■ **Exercise requirements**:
**1)** Please replace "Kyogen" with "Comic Theater" in the Kyogen tour page from "Home > Arts" up to and including "years in Kyoto.", and give that passage back.
**2)** Write the next part of the Kyogen tour page, picking up right after its last sentence.

■ **Document excerpt**:
— begin —
Home > Arts and Cultural Exchange > Main Activities > Fiscal Year 2009-2010 > Kyogen Performance Tour in US The Okura School of Kyogen by the Shigeyama Family

Kyogen Performance Tour in US
The Okura School of Kyogen by the Shigeyama Family

The Japan Foundation is now presenting the project “JAPAN: Nature and Culture for the Future” with a wide variety of events in Washington, DC and Chicago in order to introduce diverse aspects of Japanese culture to American audience, focusing on Japanese aesthetic values and way of life.
In addition to a number of exhibitions, film screenings, and lectures, we organize a tour of performance in Kyogen in the two important cities by the Sengoro Shigeyama Family that boasts a history of 400 years in Kyoto.
It is hoped that the audiences in the US, especially those of younger generations, will share laughter, as well as catch a glimpse of the values of freedom, peace, justice, creativity, vitality, refinement, and sensitivity, and, last but not least, the way of harmony between people and nature, which Japanese society and culture have long cherished.
Tour Schedule: Sunday, March 21 through March 29, 2010
| Chicago, IL | Dates: Tuesday, March 23, 2010 7:00 pm |
| Washington, DC | Date: Friday, March 26, 2010 7:00 pm |
Program

This is a sacred dance in celebration of fertility and of good harvest, performed at New Year, theater openings and other ceremonies; it is a noble piece, solemn and elegant, yet somewhat humorous. Sambaso, an old man, along with a young man Senzai, will come up to the stage, to the accompaniment of fue (flute), otsuzumi (knee drum) and kotsuzumi (shoulder drum), to show the dance consisting of two parts: “Momi-no-Dan,” a lively heroic dance, in the style of plowing the fields, to unique voices calling in time to the rhythms created by the instruments; and the solemn yet dryly humorous “Suzu-no-Dan,” danced by a suntanned old farmer wearing a black mask and shaking bells, a symbol of happiness and harmony.
— end —
(Dataset records)
— begin —
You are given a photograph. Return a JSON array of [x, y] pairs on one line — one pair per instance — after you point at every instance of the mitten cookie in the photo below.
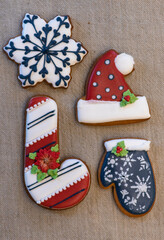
[[51, 183], [45, 51], [126, 167], [109, 100]]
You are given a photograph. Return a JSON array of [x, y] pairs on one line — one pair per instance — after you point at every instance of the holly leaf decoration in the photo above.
[[55, 148], [32, 155], [132, 98], [34, 169], [53, 173], [120, 150], [41, 176]]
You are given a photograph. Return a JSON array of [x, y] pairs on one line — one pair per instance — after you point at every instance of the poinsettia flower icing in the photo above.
[[46, 159]]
— end —
■ **Task-by-task results**:
**1)**
Home > Arts and Cultural Exchange > Main Activities > Fiscal Year 2009-2010 > Comic Theater Performance Tour in US The Okura School of Comic Theater by the Shigeyama Family

Comic Theater Performance Tour in US
The Okura School of Comic Theater by the Shigeyama Family

The Japan Foundation is now presenting the project “JAPAN: Nature and Culture for the Future” with a wide variety of events in Washington, DC and Chicago in order to introduce diverse aspects of Japanese culture to American audience, focusing on Japanese aesthetic values and way of life.
In addition to a number of exhibitions, film screenings, and lectures, we organize a tour of performance in Comic Theater in the two important cities by the Sengoro Shigeyama Family that boasts a history of 400 years in Kyoto.

**2)**
On his way back to the Dewa Mountains from ascetic training in Katsuragi, a hungry mountain priest stops to eat a persimmon from a tree by the road. He climbs the tree to get the fruit. The farmer who owns the tree sees him and becomes angry, but pretends not to notice the priest. Teasingly, the farmer shouts things like, “That must be a bird,” or “It’s a monkey, no doubt.” Not wanting to be discovered, the priest responds by making sounds of the animals referred to by the farmer. Finally, the farmer says, “I’m sure it’s a kite. But then again, a kite would spread its wings to fly. If it does not spread its wings, the figure must be that of a man.” The priest falls for it, jumps out of the tree, making the sounds of a kite, and then...
Through the simplicity of Kyogen, anything can be imagined as actually being on stage. This play allows the full expression of the imagination, delighting the audience with a world of possibilities on a simple stage.

A man has big mushrooms growing in his house. He picks them and picks them, but they still keep growing. Not knowing what else to do, he asks the mountain priest to perform a prayer so that the mushrooms will go away.
The priest begins his prayer, but the mushrooms continue to grow at an even faster pace, troubling the priest and the homeowner. The harder the priest prays, the more the mushrooms grow…
This Kyogen resembles science fiction, with the unusual behavior of mushrooms popping up here and there, half bent over. For today’s performance the mushrooms will be played by students and children in Chicago/Washington, DC, showing what they accomplished during the workshops they attended.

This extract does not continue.